Fragment
Anneke is overdonderd en vooral bang, heel erg bang. Ze heeft seks met de vier mannen. Frans krijgt van elk van hen vijftig gulden.

De avonden daarna komt hij – zelf steevast laveloos – met andere ‘vrienden’ aanzetten. De angst maakt haar weerloos. Ze schaamt zich bovendien. Frans is, zoals hij ook steeds dreigt, in staat om haar zieke vader iets aan te doen of haar ouders te vertellen waar zij mee bezig is.
In een van de nachten haalt ze met een asbak wanhopig naar hem uit. Ze vlucht de tuin in. Maar Frans sleurt haar naar binnen, aan haar haren. Het geweld houdt drie uur aan.

‘Frans zei dat hij een geweer ging
halen om mijn vader voor zijn
kankerkop te schieten.
Als ik had gekund, had ik hem de
hersens ingeslagen.’

De blauwe plekken laten zich niet verbergen. In elk geval niet voor Daan. Van haar verhaal, gevallen in de brandgang, gelooft hij geen snars. Geef Frans aan bij de politie, suggereert hij. Maar dat durft ze niet, bang als ze is voor zijn wraak.

Schokbreker
Daan is een jongen uit de buurt, uit de Schoenerstraat. In de tijd dat Frans heeft vastgezeten is Anneke, zoals ze al zei, met hem aan de zwier geweest. Het is niet bij een voorzichtige kus gebleven. Die roddel klopte.
Als zij nog eens haar beklag doet over de gewelddadige Frans en zegt dat er maar één oplossing rest, staat Daan – verliefd, verloren – voor haar klaar.

Gestelde opdracht
Geef uit het fragment over Anneke en Frans woordelijk de tekst weer tussen "In een van de" en "voor zijn wraak.", die woorden zelf inbegrepen.

Getoonde gegevens
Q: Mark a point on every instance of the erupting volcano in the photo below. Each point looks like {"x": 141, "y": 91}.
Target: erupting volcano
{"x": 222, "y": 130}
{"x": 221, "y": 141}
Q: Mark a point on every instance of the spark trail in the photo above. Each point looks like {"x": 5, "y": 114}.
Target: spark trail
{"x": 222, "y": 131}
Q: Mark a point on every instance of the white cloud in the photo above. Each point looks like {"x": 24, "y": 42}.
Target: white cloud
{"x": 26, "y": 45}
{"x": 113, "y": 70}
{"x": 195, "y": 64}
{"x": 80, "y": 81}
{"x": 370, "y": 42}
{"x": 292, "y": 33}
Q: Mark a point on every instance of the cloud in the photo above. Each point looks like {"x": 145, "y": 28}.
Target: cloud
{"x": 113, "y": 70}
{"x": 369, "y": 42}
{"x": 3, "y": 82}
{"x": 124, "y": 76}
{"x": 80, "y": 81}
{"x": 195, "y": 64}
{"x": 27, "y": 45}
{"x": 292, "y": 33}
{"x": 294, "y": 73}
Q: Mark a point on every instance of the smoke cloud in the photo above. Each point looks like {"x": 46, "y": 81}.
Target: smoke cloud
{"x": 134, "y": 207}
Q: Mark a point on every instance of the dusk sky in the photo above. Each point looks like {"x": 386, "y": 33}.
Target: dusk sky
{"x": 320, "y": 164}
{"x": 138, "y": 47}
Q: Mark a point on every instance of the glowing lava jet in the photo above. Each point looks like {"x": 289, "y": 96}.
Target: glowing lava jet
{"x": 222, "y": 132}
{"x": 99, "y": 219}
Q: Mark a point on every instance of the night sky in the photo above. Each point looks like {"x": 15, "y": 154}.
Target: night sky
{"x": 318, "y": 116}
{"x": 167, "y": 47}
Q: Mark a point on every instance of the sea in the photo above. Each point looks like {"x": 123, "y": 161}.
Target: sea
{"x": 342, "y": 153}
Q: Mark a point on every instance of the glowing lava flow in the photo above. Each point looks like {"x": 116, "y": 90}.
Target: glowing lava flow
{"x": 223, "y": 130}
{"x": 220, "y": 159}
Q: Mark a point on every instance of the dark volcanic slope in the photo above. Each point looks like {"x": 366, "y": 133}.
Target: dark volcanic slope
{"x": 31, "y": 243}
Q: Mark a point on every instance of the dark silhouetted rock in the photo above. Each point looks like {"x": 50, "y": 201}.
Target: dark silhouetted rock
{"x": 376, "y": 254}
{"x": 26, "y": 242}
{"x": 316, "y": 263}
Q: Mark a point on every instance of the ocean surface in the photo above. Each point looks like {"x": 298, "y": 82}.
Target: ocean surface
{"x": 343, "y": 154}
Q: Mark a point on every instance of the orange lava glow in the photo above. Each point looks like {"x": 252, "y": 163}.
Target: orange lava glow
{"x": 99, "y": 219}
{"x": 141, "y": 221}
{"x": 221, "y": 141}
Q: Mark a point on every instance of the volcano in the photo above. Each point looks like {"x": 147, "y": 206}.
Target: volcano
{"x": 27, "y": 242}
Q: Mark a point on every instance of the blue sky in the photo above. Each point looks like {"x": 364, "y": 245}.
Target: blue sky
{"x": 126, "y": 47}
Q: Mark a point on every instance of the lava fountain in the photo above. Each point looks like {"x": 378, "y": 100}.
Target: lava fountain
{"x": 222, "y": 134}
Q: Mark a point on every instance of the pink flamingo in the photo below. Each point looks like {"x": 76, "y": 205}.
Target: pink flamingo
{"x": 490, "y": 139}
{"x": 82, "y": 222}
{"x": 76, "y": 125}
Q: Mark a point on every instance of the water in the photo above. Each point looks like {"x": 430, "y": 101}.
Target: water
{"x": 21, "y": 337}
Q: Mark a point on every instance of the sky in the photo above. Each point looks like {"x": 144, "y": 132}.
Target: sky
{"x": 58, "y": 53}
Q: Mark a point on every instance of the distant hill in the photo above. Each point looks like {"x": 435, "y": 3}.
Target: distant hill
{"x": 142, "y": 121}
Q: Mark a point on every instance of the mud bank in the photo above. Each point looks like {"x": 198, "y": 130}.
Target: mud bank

Verwacht antwoord
In een van de nachten haalt ze met een asbak wanhopig naar hem uit. Ze vlucht de tuin in. Maar Frans sleurt haar naar binnen, aan haar haren. Het geweld houdt drie uur aan.

‘Frans zei dat hij een geweer ging
halen om mijn vader voor zijn
kankerkop te schieten.
Als ik had gekund, had ik hem de
hersens ingeslagen.’

De blauwe plekken laten zich niet verbergen. In elk geval niet voor Daan. Van haar verhaal, gevallen in de brandgang, gelooft hij geen snars. Geef Frans aan bij de politie, suggereert hij. Maar dat durft ze niet, bang als ze is voor zijn wraak.